§ **Exercise task**: Rewrite the data below from the line with "of the umbrella" through the end of the data, both included, keeping the requests. Multiply every point coordinate in the answers by 1.2 and round to whole numbers, halves up, and leave the numbers in the requests and their sample formats unchanged.
»»
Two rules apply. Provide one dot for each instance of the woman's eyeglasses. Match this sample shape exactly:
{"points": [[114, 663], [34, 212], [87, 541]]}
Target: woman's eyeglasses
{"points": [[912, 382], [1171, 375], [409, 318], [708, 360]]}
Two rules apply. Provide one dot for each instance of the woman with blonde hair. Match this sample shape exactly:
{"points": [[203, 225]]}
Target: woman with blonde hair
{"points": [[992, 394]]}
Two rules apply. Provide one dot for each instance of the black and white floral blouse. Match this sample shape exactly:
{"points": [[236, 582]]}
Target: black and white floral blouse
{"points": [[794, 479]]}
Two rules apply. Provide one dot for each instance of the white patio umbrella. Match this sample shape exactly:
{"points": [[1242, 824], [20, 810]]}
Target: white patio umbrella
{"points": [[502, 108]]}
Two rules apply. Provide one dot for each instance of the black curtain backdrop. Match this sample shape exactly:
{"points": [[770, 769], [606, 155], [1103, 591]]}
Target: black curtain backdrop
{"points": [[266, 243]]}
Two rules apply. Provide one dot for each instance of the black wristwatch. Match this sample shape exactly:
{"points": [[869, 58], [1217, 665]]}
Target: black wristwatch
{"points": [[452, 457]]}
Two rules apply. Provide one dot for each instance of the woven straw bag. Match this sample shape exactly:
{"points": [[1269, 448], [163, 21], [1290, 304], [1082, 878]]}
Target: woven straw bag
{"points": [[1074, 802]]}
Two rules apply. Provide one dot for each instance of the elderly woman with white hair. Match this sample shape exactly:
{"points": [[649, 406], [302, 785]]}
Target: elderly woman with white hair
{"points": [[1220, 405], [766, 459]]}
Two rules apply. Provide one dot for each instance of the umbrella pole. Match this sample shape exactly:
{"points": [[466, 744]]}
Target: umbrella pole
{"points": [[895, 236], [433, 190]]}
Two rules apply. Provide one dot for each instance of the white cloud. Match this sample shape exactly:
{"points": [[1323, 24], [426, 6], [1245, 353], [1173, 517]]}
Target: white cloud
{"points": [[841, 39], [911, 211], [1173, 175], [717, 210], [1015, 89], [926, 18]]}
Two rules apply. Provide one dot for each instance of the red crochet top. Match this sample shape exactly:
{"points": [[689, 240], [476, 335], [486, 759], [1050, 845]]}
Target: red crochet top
««
§ **Result for this exercise**:
Two rules apply. Provide one dot for each instance of the umbrella pole. Match this sample shape exactly:
{"points": [[466, 744]]}
Target: umbrella pole
{"points": [[1074, 283], [520, 228]]}
Two rules apply. Provide one dot for each instance of the white cloud. Match this sample shape exactly:
{"points": [[1323, 24], [426, 6], [1245, 353], [1173, 517]]}
Target: white cloud
{"points": [[1009, 47], [1093, 253], [1408, 210], [860, 252], [1218, 107], [1111, 22]]}
Two rules apply. Provide one dot for each instance of the red crochet top. Match this sample shape exactly:
{"points": [[689, 240], [476, 335], [486, 759], [1050, 845]]}
Target: red crochet top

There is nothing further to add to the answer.